Extrahierter Text:
+---+
Die Zitzengummis so klein wie möglich wählen.

Das kritischste Teil an einem Melkzeug sind die Zitzengummis. Da die Zitzen der Kühe aller Rassen immer kleiner werden, wird oft mit gewohnten aber mittlerweile zu großen Zitzengummis gemolken. Je größer die Unterschiede zwischen den Zitzen sind, desto weicher und flexibler muß der Kopfbereich der Zitzengummis sein. Sind Zitzengummis, die so kleine Kopflochöffnungen haben, daß sie auch an den kleineren Zitzen der jungen Tiere noch gut haften, dabei aber so flexibel sind, daß sie sich an größere Zitzen anpassen können, ohne diese zu sehr abzuschnüren. Nicht alle Firmen können für diese Anforderungen gute Zitzengummis anbieten. Als besonders vorteilhaft haben sich hierbei besonders weiche und flexible Siliconzitzengummis erwiesen. Bei fettfreier Reinigung verändern diese ihre Melkeigenschaften über mehr als 3000 Betriebsstunden nur unwesentlich. Sehr ungünstig sind Zitzengummis mit dicken Verstärkungsringen, weil diese die Zitzenbasis auch wenn sie größer sind sehr stark einschnüren.
+---+
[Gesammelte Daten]
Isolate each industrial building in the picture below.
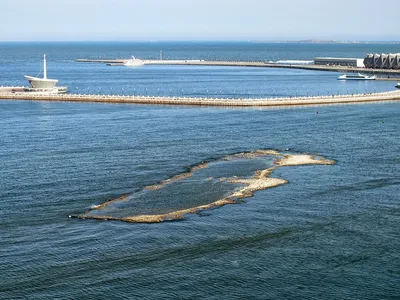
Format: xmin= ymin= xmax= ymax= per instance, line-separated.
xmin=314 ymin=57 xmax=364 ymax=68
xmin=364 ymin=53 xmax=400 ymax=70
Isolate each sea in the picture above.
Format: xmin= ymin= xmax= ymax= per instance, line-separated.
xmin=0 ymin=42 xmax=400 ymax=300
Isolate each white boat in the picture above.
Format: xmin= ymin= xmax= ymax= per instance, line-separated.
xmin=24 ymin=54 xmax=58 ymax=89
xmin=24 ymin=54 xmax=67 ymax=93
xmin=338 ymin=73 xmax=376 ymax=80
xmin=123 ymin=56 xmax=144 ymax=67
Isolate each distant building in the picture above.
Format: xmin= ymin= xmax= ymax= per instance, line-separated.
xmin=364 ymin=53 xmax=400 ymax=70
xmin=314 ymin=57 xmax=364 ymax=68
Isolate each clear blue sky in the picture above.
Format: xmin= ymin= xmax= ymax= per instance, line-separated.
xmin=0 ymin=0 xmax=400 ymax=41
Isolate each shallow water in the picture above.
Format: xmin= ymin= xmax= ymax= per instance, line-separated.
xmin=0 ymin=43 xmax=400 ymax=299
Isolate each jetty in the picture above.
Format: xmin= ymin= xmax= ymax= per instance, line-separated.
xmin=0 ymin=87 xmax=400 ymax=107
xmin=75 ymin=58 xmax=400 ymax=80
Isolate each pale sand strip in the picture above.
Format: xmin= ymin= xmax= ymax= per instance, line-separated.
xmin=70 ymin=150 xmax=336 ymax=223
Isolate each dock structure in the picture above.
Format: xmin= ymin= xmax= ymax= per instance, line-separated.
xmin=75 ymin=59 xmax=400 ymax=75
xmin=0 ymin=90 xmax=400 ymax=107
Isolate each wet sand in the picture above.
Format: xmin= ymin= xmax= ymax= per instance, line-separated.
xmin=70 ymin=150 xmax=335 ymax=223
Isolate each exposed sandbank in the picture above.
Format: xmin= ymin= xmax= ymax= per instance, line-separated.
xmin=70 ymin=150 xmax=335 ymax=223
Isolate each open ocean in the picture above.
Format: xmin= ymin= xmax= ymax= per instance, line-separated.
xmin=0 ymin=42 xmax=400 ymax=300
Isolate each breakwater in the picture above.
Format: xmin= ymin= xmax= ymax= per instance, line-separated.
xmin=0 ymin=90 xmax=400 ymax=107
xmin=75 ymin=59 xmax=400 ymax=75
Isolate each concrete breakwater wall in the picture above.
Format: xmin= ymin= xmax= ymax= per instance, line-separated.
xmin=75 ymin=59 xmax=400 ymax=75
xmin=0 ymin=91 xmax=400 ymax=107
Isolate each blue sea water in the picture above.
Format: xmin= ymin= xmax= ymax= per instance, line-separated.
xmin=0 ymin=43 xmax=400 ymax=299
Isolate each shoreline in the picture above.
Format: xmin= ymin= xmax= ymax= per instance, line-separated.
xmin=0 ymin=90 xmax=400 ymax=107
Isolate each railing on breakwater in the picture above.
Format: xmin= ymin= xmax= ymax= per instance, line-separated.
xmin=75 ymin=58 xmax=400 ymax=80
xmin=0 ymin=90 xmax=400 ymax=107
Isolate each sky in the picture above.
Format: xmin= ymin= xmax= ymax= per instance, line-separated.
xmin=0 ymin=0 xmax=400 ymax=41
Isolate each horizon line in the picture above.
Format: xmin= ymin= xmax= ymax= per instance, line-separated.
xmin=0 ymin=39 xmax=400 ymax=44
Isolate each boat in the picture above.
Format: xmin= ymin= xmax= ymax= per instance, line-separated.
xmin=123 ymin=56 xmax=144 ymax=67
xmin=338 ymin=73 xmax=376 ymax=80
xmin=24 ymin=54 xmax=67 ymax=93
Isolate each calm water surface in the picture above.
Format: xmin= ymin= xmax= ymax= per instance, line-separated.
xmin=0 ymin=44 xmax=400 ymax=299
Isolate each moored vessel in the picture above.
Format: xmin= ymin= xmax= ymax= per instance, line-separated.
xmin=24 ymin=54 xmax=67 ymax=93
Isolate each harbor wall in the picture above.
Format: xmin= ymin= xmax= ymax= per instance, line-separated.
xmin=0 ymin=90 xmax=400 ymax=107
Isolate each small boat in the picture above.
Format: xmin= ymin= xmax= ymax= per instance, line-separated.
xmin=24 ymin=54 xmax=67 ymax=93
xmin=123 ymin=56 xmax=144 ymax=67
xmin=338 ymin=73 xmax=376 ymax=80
+---+
Arbeitsanweisung:
Übertrage aus dem Text über Zitzengummis den Satz „Das kritischste Teil an einem Melkzeug sind die Zitzengummis.“ ins Englische.

Gelöste Aufgabe:
The most critical part of a milking unit is the teat liners.